== EXCERPTED DATA ==

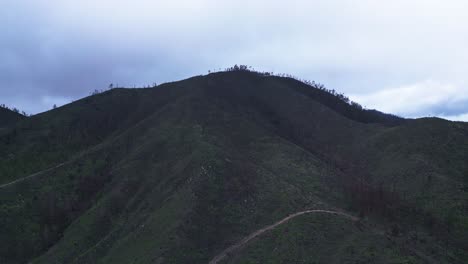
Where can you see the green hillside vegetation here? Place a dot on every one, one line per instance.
(179, 172)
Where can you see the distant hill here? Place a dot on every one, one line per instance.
(181, 172)
(8, 117)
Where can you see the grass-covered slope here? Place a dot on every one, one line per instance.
(178, 173)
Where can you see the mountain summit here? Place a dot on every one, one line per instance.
(232, 167)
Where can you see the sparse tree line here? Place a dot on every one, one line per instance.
(112, 86)
(313, 84)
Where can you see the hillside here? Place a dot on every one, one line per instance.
(180, 172)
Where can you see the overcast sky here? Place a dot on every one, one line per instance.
(406, 57)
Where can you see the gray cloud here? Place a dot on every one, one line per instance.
(61, 50)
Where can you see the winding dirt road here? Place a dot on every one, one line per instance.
(31, 176)
(259, 232)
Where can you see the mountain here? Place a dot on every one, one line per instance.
(236, 166)
(8, 117)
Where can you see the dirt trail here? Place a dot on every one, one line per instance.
(31, 176)
(259, 232)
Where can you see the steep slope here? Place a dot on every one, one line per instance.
(180, 172)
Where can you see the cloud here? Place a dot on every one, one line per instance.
(68, 48)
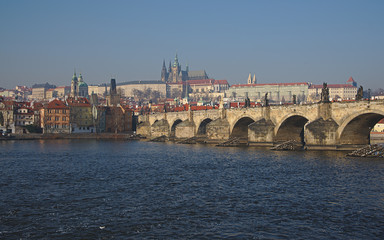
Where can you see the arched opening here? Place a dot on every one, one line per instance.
(202, 130)
(173, 128)
(240, 130)
(291, 129)
(358, 130)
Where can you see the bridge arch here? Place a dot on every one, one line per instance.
(202, 129)
(357, 127)
(291, 128)
(240, 128)
(173, 127)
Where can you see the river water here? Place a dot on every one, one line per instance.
(89, 189)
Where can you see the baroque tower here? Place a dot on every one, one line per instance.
(74, 85)
(164, 74)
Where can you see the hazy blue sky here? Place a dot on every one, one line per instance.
(279, 41)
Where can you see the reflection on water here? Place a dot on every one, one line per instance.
(92, 189)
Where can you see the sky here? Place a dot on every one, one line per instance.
(278, 41)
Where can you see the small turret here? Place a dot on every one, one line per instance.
(254, 80)
(250, 79)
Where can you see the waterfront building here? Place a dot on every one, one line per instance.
(7, 123)
(81, 120)
(275, 92)
(39, 91)
(337, 92)
(133, 88)
(206, 88)
(24, 114)
(63, 91)
(78, 87)
(55, 117)
(50, 93)
(100, 90)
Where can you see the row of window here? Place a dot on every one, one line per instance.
(57, 111)
(57, 118)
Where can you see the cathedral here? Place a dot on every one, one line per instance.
(174, 74)
(78, 87)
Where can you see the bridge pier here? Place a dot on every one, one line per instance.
(160, 128)
(218, 129)
(185, 129)
(321, 132)
(261, 131)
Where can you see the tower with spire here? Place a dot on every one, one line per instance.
(78, 87)
(74, 85)
(164, 73)
(176, 71)
(252, 80)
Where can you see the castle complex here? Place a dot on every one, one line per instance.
(78, 87)
(174, 74)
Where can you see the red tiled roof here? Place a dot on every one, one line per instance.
(333, 86)
(79, 102)
(270, 84)
(221, 82)
(201, 81)
(351, 80)
(56, 104)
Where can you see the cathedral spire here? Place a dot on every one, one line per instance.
(176, 62)
(164, 73)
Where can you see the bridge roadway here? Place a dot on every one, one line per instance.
(321, 125)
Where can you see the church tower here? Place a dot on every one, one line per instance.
(74, 85)
(175, 70)
(164, 74)
(249, 79)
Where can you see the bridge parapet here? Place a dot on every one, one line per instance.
(317, 124)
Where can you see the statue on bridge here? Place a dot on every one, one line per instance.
(359, 94)
(324, 94)
(247, 102)
(266, 102)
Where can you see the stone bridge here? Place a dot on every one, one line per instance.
(320, 124)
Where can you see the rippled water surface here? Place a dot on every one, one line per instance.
(85, 189)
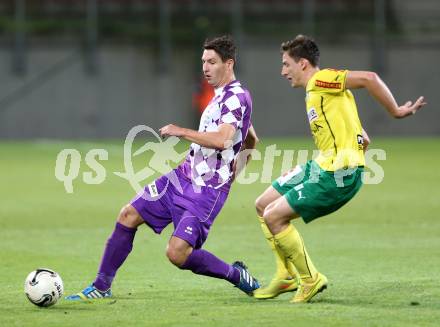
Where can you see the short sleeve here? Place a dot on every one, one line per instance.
(231, 110)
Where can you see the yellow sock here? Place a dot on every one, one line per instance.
(284, 268)
(291, 244)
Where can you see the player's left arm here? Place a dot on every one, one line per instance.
(380, 91)
(243, 158)
(221, 139)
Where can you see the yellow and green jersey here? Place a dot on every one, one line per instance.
(334, 121)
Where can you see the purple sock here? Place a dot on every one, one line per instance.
(202, 262)
(118, 247)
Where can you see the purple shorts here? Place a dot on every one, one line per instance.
(173, 198)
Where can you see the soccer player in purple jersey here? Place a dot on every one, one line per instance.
(192, 195)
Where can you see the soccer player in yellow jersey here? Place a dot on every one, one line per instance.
(326, 183)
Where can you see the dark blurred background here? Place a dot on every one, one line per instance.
(74, 69)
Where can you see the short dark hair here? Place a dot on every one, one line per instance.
(223, 45)
(302, 46)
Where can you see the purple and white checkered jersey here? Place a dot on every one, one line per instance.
(232, 104)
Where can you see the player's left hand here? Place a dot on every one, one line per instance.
(410, 108)
(171, 130)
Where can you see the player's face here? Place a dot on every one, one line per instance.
(292, 70)
(217, 72)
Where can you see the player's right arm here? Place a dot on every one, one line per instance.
(366, 139)
(380, 91)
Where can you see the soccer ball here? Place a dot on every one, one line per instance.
(43, 287)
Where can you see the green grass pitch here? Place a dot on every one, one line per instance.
(381, 252)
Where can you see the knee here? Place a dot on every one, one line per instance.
(260, 206)
(128, 216)
(176, 256)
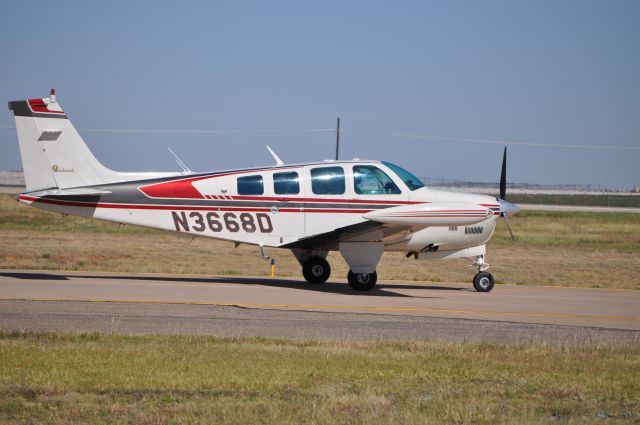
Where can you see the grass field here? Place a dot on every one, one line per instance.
(552, 248)
(67, 378)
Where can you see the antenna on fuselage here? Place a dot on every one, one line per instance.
(179, 161)
(276, 157)
(337, 138)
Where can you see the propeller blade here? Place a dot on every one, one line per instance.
(506, 220)
(503, 175)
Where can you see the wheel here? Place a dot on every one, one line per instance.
(362, 281)
(316, 270)
(483, 282)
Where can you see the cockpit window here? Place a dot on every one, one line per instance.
(370, 180)
(409, 179)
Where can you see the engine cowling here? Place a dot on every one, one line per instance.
(432, 214)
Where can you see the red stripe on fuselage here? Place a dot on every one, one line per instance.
(182, 207)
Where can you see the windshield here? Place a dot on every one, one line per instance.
(409, 179)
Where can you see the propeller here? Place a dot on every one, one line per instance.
(506, 208)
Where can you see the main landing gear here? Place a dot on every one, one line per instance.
(483, 280)
(316, 270)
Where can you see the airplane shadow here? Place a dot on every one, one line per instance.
(381, 290)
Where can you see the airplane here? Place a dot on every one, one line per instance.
(359, 208)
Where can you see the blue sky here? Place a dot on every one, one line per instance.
(453, 73)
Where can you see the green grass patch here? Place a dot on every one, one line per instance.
(94, 378)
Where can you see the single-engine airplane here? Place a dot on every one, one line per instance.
(359, 208)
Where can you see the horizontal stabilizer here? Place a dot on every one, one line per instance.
(432, 214)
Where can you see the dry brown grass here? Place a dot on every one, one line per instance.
(71, 378)
(563, 249)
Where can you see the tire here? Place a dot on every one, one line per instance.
(483, 282)
(316, 270)
(362, 281)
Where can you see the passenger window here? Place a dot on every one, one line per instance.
(327, 181)
(250, 185)
(286, 183)
(370, 180)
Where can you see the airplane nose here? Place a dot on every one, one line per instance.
(508, 207)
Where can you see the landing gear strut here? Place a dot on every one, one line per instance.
(483, 280)
(362, 281)
(316, 270)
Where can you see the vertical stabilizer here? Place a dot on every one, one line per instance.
(53, 153)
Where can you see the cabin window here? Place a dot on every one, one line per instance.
(327, 181)
(250, 185)
(370, 180)
(286, 183)
(409, 179)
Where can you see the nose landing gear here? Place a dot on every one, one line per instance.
(362, 281)
(483, 280)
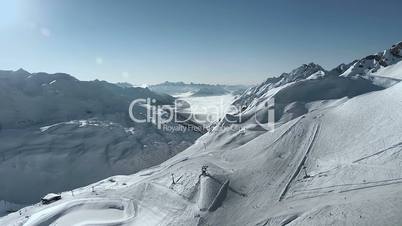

== WORK TO COMPLETE ==
Rewrite the entries above as a numbered list, from the line that contains "Where can you see the nose" up to and including the last line of the entries. Leave out blank lines and the pictures.

== TASK RESULT ==
1. Where can you see the nose landing gear here? Place a dot on every one, one line per instance.
2. (362, 281)
3. (483, 280)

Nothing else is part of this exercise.